# POKEMON HOMEBREW!!!!!



## Anti (Jan 15, 2008)

HELLO ALL!!! i recently joined gbatemp forums, and i want to make a suggestion to the homebrew makers. Now as you probably guessed i am suggesting making a pokemon game (for nds) featuring all regions. I thouhgt it scould have every separate pokemon (by region) and then the trade-only pokemon on a separate island which you can only access by ticket after catching all other pokemon. ALL those in favor of this POST FOR IT!!!


----------



## Linkiboy (Jan 15, 2008)

Gee, if it took a team of 50 highly trained Japanese developers to make Pokemon Diamond in a year, do you really think anyone will undertake this project?

And do you really think Nintendo will allow a Pokemon homebrew superior to the originals?


----------



## moozxy (Jan 15, 2008)

Ok! I'll do it! Can't be too hard right?










Oh wait... Shoot! My mum's calling me down for dinner.. Sorry dude, maybe next time..


----------



## Brainy142 (Jan 15, 2008)

sweet... I can beta test when it's ready... just don't break my ds with how sweetness this could be


----------



## Akoji (Jan 15, 2008)

Are you a troll or something? damn, seriously, im getting pissed off at topics like this and those who request translation out of the blue. It nothing easy and it takes a long time. It's something you take and not something you ask for.


----------



## Jaejae (Jan 15, 2008)

facepalm.jpg
Fuck, ignorance enrages me.


----------



## dice (Jan 15, 2008)

QUOTE(Anti @ Jan 15 2008 said:


> HELLO ALL!!! i recently joined gbatemp forums, and i want to make a suggestion to the homebrew makers. Now as you probably guessed i am suggesting making a pokemon game (for nds) featuring all regions. I thouhgt it scould have every separate pokemon (by region) and then the trade-only pokemon on a separate island which you can only access by ticket after catching all other pokemon. ALL those in favor of this POST FOR IT!!!



Your request has been noted


----------



## Beware (Jan 15, 2008)

::::

**AIM OF THE EXERCISE:** Extend the forum thread about a proposed Pokemon homebrew game, picking up after its last line. The items that follow the thread come from an unrelated source.

**SUPPLIED ENTRIES:**

::::

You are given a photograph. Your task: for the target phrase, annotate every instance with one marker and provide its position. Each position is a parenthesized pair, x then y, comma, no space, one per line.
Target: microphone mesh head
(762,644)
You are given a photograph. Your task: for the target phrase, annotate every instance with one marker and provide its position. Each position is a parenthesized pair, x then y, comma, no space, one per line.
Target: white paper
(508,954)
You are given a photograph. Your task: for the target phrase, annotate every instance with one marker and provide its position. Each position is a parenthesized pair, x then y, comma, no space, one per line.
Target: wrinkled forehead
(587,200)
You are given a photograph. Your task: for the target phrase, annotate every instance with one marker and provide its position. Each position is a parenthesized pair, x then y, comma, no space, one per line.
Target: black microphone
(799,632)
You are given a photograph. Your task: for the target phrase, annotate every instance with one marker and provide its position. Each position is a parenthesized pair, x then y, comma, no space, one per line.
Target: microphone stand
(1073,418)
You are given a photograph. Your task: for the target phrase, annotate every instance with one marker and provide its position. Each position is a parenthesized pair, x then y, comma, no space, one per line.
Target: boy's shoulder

::::

**TASK RESULT:**
This thread is full of phail.

Didn't you think a ton have people had already tried/attempted that?  Go learn C++ and *do* it.  You don't ask that.  Like Linki already said, it took a team of 50+ highly specialized programmers to create Diamond/Pearl in an entire year (probably more).  How do you expect a couple of hobbyist programmers to program all four generations into a single game?

I reiterate, MASSIVE PHAIL!


----------



## T-hug (Jan 15, 2008)

^--This--^


----------



## Shinji (Jan 15, 2008)

you have to give Anti some credit.  His first post on the forum, and he's diving right into the testing area material.  Bravo, good sir, but a little off base with posting it in the site suggestions. >_


----------



## Linkiboy (Jan 15, 2008)

QUOTE(Thug4L1f3 @ Jan 15 2008 said:


> ^--This--^


ADMINOWNED

Also Ace Gunowned.


----------



## Kingwad (Jan 15, 2008)

I made that homebrew in three weeks back in October, but as soon as I turned it on the water Pokemon and flying Pokemon (except Pidgey and Magicarp) started shuttling all the other Pokemon all over the place. They didn't want to stay in their regions. I tried making Pokeballs with region codes on them, so they could only catch Pokemon in particular regions, but the Rocket Pirates had that system beat in a week. Then the Pokemon from different regions started making up Urban Legendary Pokemon stories, and all the low level Pokemon were too scared to come out to fight, so all you could do was get slaughtered by high level ones as soon as you started. It was a big mess.

And THAT is why this idea doesn't work.


----------



## modshroom128 (Jan 15, 2008)

QUOTE(Anti @ Jan 15 2008 said:


> HELLO ALL!!! i recently joined gbatemp forums, and i want to make a suggestion to the homebrew makers. Now as you probably guessed i am suggesting making a pokemon game (for nds) featuring all regions. I thouhgt it scould have every separate pokemon (by region) and then the trade-only pokemon on a separate island which you can only access by ticket after catching all other pokemon. ALL those in favor of this POST FOR IT!!!


IM ON IT!


----------



## Retal (Jan 15, 2008)

BRB makin da hombroo, lol


----------



## Rabbi Nevins (Jan 15, 2008)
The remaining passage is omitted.